→ **Objective**
Please count the lines in the records below that contain the string "coverall", treating uppercase and lowercase as different, and reply with the number only.

>> Start Entries

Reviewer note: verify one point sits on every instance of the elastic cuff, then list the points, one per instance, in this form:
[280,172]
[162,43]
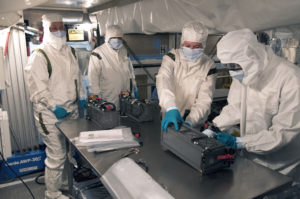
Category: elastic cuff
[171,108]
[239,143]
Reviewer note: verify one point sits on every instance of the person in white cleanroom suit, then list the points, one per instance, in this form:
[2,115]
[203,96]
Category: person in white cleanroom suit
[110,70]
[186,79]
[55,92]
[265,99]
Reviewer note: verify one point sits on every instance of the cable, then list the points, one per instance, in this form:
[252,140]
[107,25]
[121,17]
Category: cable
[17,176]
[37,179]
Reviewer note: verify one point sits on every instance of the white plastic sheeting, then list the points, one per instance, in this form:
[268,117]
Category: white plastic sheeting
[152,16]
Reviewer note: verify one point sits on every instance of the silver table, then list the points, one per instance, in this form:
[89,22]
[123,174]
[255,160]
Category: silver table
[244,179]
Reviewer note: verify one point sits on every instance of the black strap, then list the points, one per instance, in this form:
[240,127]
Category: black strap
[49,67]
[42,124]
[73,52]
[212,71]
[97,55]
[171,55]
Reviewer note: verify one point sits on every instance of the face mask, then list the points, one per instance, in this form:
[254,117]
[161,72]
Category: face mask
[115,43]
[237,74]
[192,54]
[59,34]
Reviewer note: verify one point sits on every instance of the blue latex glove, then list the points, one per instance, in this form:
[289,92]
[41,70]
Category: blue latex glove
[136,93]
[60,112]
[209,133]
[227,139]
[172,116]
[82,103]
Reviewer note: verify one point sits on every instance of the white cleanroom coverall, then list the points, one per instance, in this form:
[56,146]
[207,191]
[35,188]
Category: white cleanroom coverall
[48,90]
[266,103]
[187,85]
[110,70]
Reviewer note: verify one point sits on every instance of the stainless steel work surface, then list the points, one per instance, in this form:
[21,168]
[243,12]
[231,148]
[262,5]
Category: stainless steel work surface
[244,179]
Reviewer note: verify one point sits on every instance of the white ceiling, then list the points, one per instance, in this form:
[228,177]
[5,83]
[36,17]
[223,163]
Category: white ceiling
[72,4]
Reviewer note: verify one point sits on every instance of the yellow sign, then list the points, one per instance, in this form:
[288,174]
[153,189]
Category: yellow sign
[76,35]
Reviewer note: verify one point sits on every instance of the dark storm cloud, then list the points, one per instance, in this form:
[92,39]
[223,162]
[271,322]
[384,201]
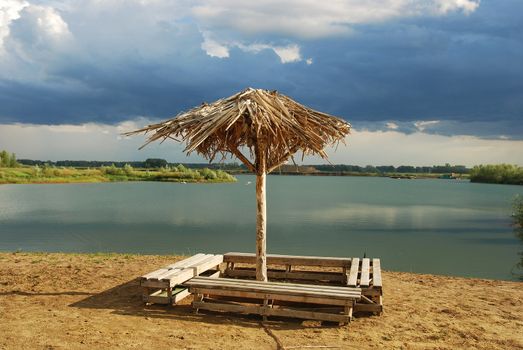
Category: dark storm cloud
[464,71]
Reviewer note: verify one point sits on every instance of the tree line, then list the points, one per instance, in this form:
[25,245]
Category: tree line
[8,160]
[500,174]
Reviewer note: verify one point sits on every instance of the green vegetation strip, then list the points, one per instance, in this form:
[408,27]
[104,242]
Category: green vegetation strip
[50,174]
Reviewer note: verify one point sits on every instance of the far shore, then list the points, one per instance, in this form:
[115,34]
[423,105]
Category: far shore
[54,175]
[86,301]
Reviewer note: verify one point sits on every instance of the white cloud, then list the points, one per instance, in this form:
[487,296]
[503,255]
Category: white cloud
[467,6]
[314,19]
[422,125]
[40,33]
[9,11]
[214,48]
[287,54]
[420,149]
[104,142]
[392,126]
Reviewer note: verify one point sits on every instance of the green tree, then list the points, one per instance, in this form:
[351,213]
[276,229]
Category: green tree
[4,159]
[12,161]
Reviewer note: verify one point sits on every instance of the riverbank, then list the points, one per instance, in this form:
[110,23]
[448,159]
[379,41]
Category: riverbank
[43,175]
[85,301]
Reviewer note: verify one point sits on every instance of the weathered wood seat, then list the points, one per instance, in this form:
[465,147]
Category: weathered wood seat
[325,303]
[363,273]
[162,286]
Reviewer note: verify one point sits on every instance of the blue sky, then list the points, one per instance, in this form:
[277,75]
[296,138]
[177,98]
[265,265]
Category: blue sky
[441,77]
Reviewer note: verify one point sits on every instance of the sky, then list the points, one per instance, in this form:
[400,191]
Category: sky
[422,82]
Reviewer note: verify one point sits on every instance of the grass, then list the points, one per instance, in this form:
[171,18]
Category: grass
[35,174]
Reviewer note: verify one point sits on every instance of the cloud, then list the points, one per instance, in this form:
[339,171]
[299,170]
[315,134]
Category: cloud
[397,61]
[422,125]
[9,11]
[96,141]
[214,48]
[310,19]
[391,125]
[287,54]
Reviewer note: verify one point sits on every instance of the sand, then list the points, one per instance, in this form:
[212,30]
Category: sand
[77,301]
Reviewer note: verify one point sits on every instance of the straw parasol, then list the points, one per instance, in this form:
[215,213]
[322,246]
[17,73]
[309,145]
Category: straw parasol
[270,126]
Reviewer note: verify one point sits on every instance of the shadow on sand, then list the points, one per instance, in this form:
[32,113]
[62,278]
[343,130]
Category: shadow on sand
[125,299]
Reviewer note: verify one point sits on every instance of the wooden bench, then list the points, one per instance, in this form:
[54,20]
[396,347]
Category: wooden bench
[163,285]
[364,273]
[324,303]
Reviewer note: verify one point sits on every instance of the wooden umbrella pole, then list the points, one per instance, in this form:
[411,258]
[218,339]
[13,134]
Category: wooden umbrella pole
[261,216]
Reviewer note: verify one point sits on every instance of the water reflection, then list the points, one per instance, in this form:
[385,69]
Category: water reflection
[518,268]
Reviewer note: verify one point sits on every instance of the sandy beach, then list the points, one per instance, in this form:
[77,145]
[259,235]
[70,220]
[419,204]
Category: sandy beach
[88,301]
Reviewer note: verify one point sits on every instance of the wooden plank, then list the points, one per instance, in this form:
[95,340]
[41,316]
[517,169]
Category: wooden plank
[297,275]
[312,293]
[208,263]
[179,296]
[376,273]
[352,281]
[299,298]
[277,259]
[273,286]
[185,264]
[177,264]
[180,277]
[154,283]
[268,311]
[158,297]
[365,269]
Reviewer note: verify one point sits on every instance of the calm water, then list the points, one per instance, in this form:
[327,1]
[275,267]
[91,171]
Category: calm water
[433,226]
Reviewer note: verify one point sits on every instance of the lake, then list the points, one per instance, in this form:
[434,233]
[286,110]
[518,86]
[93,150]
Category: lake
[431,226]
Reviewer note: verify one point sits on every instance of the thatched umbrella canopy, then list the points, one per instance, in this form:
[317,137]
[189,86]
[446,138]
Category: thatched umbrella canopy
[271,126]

>> End Entries
>> Start Entries

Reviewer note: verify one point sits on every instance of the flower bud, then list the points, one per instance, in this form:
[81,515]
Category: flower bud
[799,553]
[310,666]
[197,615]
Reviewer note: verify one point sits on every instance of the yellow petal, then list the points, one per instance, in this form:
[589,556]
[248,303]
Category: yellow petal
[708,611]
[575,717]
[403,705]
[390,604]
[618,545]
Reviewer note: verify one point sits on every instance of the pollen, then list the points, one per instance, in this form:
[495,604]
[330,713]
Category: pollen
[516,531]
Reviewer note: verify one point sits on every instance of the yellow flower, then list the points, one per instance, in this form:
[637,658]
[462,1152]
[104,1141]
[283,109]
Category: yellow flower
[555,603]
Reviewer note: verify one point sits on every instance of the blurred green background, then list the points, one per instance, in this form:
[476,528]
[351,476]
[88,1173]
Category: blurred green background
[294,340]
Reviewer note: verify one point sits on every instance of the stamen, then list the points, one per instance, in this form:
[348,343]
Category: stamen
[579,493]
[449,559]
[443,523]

>> End Entries

→ **Output of the task**
2